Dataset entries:
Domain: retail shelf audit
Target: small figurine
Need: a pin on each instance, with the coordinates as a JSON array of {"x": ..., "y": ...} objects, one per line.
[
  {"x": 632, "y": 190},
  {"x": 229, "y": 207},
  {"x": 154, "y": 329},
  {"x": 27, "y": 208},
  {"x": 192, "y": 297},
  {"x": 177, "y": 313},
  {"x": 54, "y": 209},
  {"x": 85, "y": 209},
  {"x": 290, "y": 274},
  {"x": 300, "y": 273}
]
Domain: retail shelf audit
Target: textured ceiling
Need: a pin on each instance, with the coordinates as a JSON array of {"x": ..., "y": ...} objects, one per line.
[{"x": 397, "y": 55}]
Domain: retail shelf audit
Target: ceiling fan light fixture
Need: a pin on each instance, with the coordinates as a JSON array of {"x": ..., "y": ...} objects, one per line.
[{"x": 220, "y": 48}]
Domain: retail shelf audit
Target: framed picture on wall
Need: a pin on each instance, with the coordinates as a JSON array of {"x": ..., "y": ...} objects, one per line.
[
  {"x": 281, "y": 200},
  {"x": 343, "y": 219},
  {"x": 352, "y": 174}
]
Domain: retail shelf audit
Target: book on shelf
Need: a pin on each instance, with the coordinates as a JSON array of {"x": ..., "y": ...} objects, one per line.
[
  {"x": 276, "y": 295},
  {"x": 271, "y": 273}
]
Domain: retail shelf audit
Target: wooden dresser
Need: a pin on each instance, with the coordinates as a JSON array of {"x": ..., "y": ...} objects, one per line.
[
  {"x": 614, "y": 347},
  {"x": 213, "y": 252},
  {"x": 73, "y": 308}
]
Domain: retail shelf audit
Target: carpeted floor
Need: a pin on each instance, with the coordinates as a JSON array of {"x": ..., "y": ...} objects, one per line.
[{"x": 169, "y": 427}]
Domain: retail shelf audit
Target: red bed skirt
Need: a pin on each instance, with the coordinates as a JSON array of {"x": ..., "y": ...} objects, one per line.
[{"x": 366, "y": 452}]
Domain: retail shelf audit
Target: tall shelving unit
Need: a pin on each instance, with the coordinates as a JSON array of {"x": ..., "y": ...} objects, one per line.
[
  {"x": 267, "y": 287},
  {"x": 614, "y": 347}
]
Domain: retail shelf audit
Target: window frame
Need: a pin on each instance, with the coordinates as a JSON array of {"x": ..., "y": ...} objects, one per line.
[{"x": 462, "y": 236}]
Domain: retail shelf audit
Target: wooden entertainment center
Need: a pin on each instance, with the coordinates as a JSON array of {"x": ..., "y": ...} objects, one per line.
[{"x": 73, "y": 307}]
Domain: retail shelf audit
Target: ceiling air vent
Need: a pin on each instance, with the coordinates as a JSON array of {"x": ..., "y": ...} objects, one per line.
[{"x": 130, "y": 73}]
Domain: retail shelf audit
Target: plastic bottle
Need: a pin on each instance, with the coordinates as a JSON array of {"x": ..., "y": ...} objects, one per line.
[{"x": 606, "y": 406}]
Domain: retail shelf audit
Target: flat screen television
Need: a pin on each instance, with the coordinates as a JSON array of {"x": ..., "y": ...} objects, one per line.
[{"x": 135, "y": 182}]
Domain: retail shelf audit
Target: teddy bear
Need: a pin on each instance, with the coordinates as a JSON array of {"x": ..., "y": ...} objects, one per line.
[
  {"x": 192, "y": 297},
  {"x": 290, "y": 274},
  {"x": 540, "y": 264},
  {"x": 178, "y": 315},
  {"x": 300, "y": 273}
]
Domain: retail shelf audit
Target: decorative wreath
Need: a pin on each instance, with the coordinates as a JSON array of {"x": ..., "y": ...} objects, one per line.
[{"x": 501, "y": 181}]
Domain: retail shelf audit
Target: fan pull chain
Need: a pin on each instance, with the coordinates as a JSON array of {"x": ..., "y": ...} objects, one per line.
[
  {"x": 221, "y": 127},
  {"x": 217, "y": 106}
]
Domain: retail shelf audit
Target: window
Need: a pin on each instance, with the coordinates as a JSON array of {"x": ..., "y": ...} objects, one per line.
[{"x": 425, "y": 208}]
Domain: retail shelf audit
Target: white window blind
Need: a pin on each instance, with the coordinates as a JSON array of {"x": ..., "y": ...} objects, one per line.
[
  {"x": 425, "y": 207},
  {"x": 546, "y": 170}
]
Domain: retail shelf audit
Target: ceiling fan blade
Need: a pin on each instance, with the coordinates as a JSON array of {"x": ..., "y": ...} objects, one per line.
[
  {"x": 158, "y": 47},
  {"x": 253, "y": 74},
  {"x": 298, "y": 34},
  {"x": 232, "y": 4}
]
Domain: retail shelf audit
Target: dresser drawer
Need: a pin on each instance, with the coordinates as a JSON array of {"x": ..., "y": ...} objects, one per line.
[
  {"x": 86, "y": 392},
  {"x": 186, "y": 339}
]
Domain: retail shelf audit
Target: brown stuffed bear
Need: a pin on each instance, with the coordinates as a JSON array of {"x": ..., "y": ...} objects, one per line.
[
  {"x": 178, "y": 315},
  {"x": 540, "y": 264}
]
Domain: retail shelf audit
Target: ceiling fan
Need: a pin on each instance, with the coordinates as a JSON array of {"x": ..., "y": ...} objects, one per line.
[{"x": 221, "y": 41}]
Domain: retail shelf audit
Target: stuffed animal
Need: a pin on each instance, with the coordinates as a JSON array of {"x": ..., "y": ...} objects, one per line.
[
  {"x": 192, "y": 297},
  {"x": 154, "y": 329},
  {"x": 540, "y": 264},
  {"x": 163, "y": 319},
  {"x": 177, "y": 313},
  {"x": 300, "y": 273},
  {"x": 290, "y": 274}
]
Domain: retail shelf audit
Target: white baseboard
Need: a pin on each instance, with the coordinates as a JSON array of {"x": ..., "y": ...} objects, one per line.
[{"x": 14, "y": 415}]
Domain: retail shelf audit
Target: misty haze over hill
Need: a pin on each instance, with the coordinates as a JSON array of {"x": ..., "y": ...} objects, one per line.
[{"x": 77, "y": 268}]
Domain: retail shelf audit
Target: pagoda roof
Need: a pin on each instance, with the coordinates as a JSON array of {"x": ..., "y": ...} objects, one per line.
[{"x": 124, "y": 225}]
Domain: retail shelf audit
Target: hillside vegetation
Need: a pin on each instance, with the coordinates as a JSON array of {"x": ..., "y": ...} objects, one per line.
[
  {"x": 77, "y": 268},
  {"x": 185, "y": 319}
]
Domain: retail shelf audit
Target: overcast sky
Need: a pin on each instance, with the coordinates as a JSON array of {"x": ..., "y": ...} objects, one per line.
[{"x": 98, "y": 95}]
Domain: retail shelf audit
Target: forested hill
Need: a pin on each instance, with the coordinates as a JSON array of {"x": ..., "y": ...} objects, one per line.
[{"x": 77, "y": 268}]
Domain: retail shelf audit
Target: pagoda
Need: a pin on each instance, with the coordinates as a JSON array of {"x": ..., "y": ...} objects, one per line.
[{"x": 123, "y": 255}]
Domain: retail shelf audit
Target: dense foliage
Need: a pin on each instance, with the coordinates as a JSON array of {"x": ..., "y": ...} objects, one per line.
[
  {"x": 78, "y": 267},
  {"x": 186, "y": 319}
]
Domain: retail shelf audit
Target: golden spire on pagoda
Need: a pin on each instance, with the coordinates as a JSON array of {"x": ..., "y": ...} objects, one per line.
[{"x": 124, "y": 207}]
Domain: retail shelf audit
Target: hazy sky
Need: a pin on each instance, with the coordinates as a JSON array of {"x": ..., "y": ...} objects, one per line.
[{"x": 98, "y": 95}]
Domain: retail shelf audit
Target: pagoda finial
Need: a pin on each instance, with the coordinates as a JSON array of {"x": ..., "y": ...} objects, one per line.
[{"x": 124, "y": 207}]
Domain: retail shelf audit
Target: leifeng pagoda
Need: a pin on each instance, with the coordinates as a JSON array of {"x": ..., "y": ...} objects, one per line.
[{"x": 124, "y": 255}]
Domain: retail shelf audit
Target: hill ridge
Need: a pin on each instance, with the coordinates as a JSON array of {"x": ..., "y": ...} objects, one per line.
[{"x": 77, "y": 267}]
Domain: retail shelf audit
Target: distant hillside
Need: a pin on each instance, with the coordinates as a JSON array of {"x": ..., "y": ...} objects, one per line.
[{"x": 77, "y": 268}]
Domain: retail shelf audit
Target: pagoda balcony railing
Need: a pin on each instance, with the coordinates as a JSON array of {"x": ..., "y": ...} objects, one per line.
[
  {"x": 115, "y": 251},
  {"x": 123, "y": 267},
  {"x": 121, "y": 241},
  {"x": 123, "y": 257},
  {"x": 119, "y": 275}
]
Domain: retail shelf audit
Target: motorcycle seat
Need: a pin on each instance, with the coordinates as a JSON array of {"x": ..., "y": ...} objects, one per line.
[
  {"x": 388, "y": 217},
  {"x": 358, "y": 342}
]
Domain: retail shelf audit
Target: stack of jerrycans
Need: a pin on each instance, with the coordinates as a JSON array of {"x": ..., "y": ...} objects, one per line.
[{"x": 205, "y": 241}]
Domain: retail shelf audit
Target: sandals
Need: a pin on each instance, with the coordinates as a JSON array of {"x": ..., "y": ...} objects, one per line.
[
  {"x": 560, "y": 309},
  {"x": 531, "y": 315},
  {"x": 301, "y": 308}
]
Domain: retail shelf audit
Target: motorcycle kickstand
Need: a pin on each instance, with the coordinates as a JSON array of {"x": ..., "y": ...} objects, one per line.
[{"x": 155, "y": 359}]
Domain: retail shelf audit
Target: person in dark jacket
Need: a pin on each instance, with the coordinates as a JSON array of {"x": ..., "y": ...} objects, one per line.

## WORK REQUIRED:
Begin with the first line of the records and finish with the line containing "Target: small figurine". Reproduce those lines exactly, both ends included, and nothing else.

## ANSWER SECTION:
Domain: retail shelf audit
Target: small figurine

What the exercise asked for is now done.